Image object location entries:
════════

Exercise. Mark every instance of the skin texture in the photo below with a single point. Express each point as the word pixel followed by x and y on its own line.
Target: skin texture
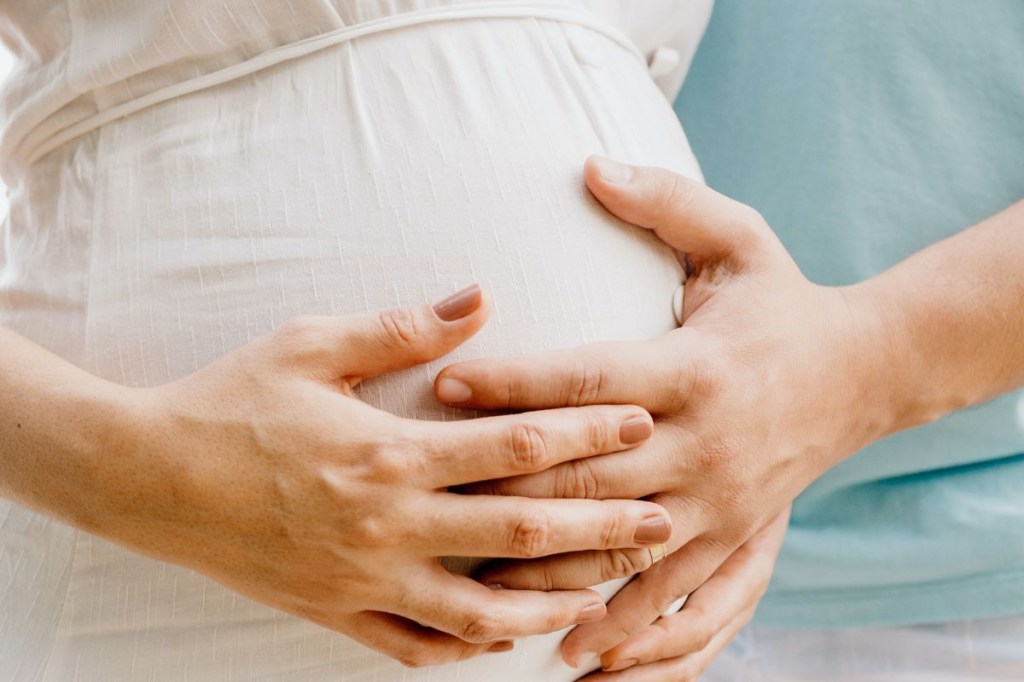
pixel 265 472
pixel 770 381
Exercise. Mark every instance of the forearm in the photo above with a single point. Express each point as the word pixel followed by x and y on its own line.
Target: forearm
pixel 55 423
pixel 950 322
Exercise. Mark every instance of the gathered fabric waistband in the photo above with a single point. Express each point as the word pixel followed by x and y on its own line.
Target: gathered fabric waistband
pixel 32 148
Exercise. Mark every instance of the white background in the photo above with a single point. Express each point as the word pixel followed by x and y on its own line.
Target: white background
pixel 5 64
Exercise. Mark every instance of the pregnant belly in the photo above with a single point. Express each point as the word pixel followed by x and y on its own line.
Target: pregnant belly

════════

GOAL. Reproduce all of the material above verbatim, leaving out the pictures.

EXERCISE OUTPUT.
Exercise. Mark every instance of the skin texture in the photo below with a single point. Express each point as the word pixel followed by x and y on its own line.
Target: skin texture
pixel 265 472
pixel 770 381
Exercise. Mark every instance of the forearm in the photo above with a single point. Express each point as the word pixel followed by x and y on its own line.
Target: forearm
pixel 55 423
pixel 950 322
Exercise. Mark every instance of the gathered fabric waistband in the photo above with a single point. Express each point as the word pixel followed by x and y on its own line.
Target: gathered fabric waistband
pixel 32 148
Exercise. Mark every instance of the white background in the photo above with a single point. Express each point as the word pixel followed by x and y on its own line.
Target: white background
pixel 5 64
Exercise. Mark every instance of the pregnant belly in the photo above with a single point. Express each point as the word pixel followed by x and y on its own line.
Target: pregnant belly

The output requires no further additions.